» SOURCE PASSAGE
──────────

Friday, January 25, 2013

Back to the Blogs!

Last week I realized that those easy "Share" buttons have changed my blogging somewhat. I will share things on Facebook and Twitter that I never bother to take five extra minutes and include here.

What is the world coming to? I am not a real participant at either Facebook or Twitter. I believe blogs are much better. And yet, I fell into their trap.

Melanie Bettinelli at The Wine Dark Sea realized she also had fallen into that trap. As have many others I imagine.

No more!

Here is this week's worth of links, which usually I'd call Blogging Around, but in honor of my realization, I am calling Back to the Blogs!

Damn you all to hell
Tom Hanks' charming letter (it really is ...) written to the Nerdist podcasters after they asked him to appear on their podcast and bribed him with a 1934 Smith Corona typewriter. I'll just say right now that I love Hanks even more since discovering that he's a typewriter collector.

──────────

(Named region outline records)
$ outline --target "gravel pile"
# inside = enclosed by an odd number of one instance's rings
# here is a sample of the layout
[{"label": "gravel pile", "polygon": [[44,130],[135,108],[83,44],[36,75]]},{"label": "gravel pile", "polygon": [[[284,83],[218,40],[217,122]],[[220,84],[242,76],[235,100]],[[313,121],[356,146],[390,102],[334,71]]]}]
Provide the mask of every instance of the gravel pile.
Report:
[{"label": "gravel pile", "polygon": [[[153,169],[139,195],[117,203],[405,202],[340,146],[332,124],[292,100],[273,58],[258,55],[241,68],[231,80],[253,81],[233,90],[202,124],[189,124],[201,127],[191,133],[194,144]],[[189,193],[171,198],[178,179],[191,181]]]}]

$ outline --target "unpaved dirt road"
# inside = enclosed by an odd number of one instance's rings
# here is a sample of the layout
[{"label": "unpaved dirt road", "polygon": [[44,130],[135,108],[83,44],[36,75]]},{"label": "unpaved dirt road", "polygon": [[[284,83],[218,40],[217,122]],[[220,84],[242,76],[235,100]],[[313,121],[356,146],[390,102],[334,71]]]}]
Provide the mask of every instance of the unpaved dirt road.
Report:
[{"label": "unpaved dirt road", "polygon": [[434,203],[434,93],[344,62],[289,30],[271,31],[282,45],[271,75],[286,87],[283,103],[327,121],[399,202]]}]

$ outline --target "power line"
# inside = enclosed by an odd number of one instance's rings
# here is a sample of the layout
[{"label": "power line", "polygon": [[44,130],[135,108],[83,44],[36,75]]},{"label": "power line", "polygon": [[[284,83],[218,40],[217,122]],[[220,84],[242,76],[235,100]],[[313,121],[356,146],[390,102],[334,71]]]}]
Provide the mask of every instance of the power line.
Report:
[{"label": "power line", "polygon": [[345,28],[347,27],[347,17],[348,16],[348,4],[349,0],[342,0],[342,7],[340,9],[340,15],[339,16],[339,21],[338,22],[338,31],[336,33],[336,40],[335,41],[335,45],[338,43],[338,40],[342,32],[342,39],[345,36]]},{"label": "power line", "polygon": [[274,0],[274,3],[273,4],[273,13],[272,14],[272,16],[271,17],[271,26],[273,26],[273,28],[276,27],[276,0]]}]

──────────

» YOUR TASKS
1. Echo the blog post from "Last week I" up to and including "into their trap.".
2. Answer these questions from the blog post:
(a) On which two sites does the writer say things get shared instead of being included on the blog?
(b) At which blog does Melanie Bettinelli write?
(c) What did the Nerdist podcasters use to bribe Tom Hanks?

» SOLUTIONS FOR EACH TASK
1.
Last week I realized that those easy "Share" buttons have changed my blogging somewhat. I will share things on Facebook and Twitter that I never bother to take five extra minutes and include here.

What is the world coming to? I am not a real participant at either Facebook or Twitter. I believe blogs are much better. And yet, I fell into their trap.

2.
(a) Facebook and Twitter.
(b) The Wine Dark Sea.
(c) A 1934 Smith Corona typewriter.